## Request A
Set down the forum text about heating water for the new kitchen, word for word and in full.

** begin Page excerpt **

These definitely will be a big hit on my tight budget. There are cheaper ones available but the kitchen display showrooms always suggest Quooker are the best. They also have a big capacity on the larger ones.

I am forced into it. Our boiler is oil (looked at biomass but even with the grants, is so expensive). Mains gas is not available. Our house is a longish barn and the existing kitchen is at one end of it. The oil boiler enclosure is further away still, outside. This feeds a pressurised megaflow system, which is also at that end of the house and upstairs.

The new kitchen is in what used to be a separate building at the other end of the main barn, and the pipe runs are really long and awkward. There is already one bathroom at the new kitchen end of the house and it takes quite a while for the hot water to get there. I think waiting a minute or two every time we want hot water in the kitchen, will be impractical and wasteful.

The only alternative is a small boiler either, electric, LPG or oil, feeding only the kitchen, utility and new loo. I think that will work out more expensive. No absolutely final decision made yet.
 
Really interesting reading and different from many 'normal' domestic situations for a wide variety of reasons both self elected and otherwise. I'm glad you are posting again on this build.
Regards
Chris.
 
Adrian, really enjoying this coming to life. I have done similar work in two of my kitchens but on a smaller scale.

I second your advice - don't get divorced!
 
AJB Temple":1bne5kk7 said:
The only alternative is a small boiler either, electric, LPG or oil, feeding only the kitchen, utility and new loo. I think that will work out more expensive. No absolutely final decision made yet.

** end Page excerpt **
** begin Materials provided **

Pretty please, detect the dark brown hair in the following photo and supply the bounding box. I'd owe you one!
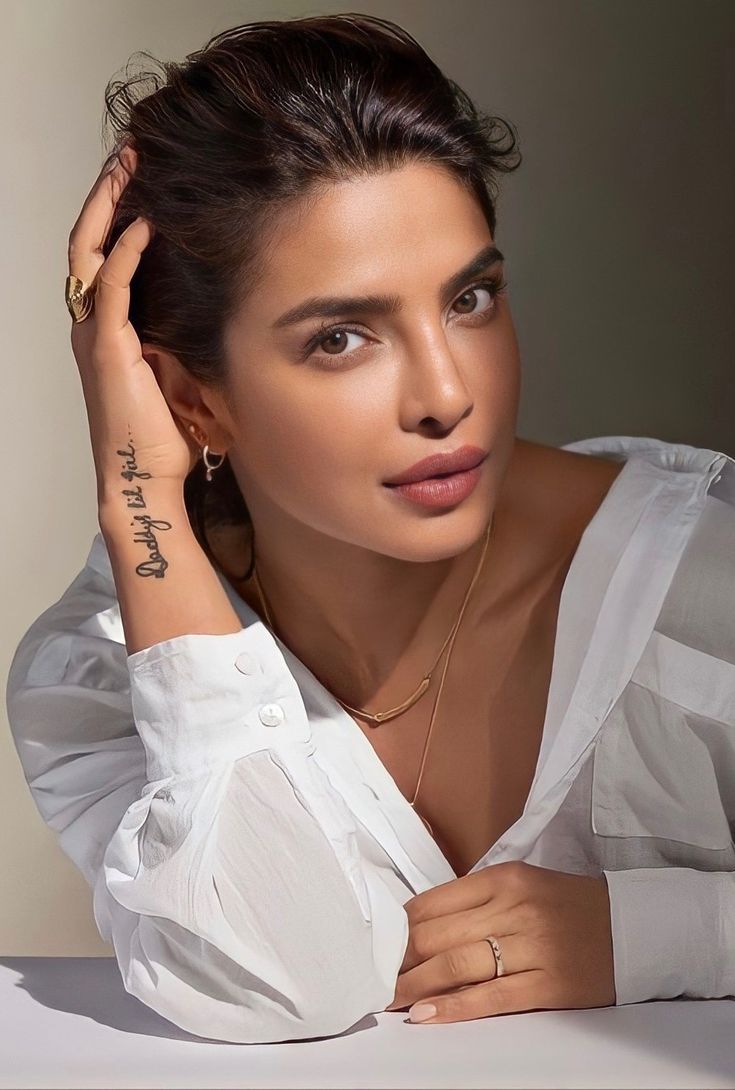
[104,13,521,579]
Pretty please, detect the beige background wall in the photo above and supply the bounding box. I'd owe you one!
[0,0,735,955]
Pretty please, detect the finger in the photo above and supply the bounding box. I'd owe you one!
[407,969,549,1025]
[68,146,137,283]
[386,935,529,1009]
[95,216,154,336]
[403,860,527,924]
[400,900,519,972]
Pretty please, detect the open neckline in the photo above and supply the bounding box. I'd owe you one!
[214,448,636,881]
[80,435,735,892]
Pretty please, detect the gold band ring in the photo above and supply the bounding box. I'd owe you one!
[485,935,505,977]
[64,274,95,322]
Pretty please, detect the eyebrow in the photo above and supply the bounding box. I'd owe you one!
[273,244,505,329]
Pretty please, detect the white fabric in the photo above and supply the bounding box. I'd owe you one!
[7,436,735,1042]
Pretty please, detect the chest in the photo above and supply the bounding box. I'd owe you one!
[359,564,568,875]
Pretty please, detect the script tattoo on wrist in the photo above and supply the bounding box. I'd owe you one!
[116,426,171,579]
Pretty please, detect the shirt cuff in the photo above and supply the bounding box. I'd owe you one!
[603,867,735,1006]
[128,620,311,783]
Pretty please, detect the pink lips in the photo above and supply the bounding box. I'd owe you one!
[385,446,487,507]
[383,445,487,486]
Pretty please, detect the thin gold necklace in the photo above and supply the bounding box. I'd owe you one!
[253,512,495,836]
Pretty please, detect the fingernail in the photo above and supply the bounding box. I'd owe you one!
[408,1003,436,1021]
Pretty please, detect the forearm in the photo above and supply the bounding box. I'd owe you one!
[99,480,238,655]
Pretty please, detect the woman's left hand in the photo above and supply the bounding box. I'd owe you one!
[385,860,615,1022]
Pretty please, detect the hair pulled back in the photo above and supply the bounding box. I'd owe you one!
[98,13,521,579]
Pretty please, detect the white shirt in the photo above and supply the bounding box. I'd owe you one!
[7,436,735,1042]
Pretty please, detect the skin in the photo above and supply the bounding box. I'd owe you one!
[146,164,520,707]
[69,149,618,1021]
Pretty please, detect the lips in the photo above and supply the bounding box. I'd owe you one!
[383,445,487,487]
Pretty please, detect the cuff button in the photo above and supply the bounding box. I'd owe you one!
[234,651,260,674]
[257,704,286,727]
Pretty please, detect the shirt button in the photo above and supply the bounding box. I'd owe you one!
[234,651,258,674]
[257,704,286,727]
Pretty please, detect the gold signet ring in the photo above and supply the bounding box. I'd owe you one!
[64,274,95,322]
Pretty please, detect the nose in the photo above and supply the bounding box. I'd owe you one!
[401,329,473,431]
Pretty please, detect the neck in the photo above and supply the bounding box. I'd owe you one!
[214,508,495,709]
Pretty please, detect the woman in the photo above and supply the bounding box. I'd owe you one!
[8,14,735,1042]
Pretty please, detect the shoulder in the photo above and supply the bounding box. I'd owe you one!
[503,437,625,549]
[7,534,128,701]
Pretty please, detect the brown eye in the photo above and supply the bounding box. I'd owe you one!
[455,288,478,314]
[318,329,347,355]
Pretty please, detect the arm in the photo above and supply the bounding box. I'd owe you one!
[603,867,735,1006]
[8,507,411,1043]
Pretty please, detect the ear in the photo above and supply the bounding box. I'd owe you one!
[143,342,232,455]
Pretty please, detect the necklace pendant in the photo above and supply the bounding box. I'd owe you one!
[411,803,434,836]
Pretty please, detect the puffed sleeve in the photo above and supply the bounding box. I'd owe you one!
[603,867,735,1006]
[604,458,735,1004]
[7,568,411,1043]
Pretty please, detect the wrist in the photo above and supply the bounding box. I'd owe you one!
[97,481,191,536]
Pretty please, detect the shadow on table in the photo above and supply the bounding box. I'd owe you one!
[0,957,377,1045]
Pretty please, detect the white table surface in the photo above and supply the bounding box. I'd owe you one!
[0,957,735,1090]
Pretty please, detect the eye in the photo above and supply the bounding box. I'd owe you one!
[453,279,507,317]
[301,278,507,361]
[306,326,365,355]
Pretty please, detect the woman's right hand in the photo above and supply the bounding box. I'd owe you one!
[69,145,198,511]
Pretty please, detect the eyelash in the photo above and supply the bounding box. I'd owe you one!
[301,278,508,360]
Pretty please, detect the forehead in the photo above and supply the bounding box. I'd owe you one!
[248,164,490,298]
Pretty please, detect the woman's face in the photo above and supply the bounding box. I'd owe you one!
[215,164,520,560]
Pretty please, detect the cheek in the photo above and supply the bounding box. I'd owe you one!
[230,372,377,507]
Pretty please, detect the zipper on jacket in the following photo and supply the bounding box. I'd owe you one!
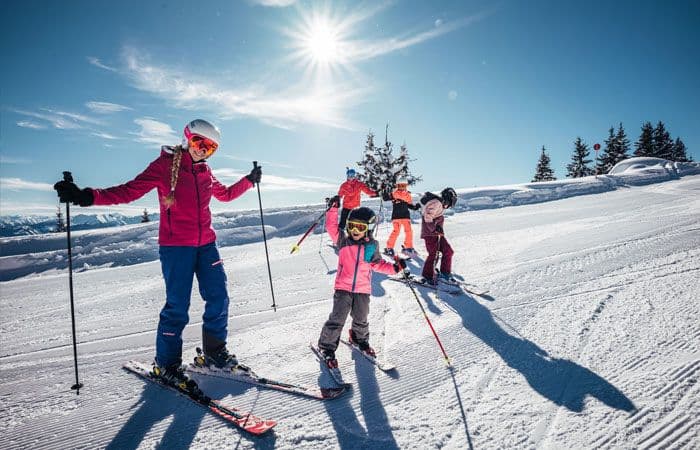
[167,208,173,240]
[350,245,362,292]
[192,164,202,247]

** end Materials provided **

## Request B
Shift every bounding-box coordinate in the answers up by 70 and write out the records again with their requests, starting at the first line of the records and ending at the line that contains "[253,512,495,836]", both included and nothing beyond it. Leave the pictures out.

## Response A
These definitely will be a big hit on my tight budget. There are cheaper ones available but the kitchen display showrooms always suggest Quooker are the best. They also have a big capacity on the larger ones.

I am forced into it. Our boiler is oil (looked at biomass but even with the grants, is so expensive). Mains gas is not available. Our house is a longish barn and the existing kitchen is at one end of it. The oil boiler enclosure is further away still, outside. This feeds a pressurised megaflow system, which is also at that end of the house and upstairs.

The new kitchen is in what used to be a separate building at the other end of the main barn, and the pipe runs are really long and awkward. There is already one bathroom at the new kitchen end of the house and it takes quite a while for the hot water to get there. I think waiting a minute or two every time we want hot water in the kitchen, will be impractical and wasteful.

The only alternative is a small boiler either, electric, LPG or oil, feeding only the kitchen, utility and new loo. I think that will work out more expensive. No absolutely final decision made yet.
 
Really interesting reading and different from many 'normal' domestic situations for a wide variety of reasons both self elected and otherwise. I'm glad you are posting again on this build.
Regards
Chris.
 
Adrian, really enjoying this coming to life. I have done similar work in two of my kitchens but on a smaller scale.

I second your advice - don't get divorced!
 
AJB Temple":1bne5kk7 said:
The only alternative is a small boiler either, electric, LPG or oil, feeding only the kitchen, utility and new loo. I think that will work out more expensive. No absolutely final decision made yet.

## Response B
Pretty please, detect the dark brown hair in the following photo and supply the bounding box. I'd owe you one!
[174,83,591,649]
Pretty please, detect the beige background wall in the photo above and supply the bounding box. I'd owe you one!
[70,70,805,1025]
Pretty please, detect the finger in the photo above and supply the bounding box. I'd owe you one!
[477,1039,619,1095]
[138,216,207,353]
[456,1005,599,1079]
[165,286,224,406]
[473,930,597,994]
[470,970,589,1042]
Pretty please, detect the open neckline in the photo above and supply the bounding box. I'd owe you one!
[284,518,706,951]
[150,505,805,962]
Pretty please, detect the gold band ring in the photo above and supply the bounding box. I'd owe you one!
[555,1005,575,1047]
[134,344,165,392]
Pretty please, detect the eyebrow in the photo above and supply the bounding box. I'd owe you one!
[343,314,575,399]
Pretty please, detect the white fabric in the photo above and supply the bounding box. I'd owe you one!
[77,506,805,1112]
Pretty please, detect the chest in the photo above and supply the bounding box. I'd owe you one!
[429,634,638,945]
Pretty please, detect the script tattoo on wrist in the photo above and supply the bounding box. I'd owe you one!
[186,496,241,649]
Pretty please, detect the shirt cuff in the photo above and supply the bounding box. I'd owe you one!
[673,937,805,1076]
[198,690,381,853]
Pretty please, detect the pink lips in the photo above and supply the bounding box. I'd owe you one!
[455,516,557,577]
[453,515,557,556]
Pretty please, detect the thin gold necklace in the photo above and supply the bounding box. I'd owe you one!
[323,582,565,906]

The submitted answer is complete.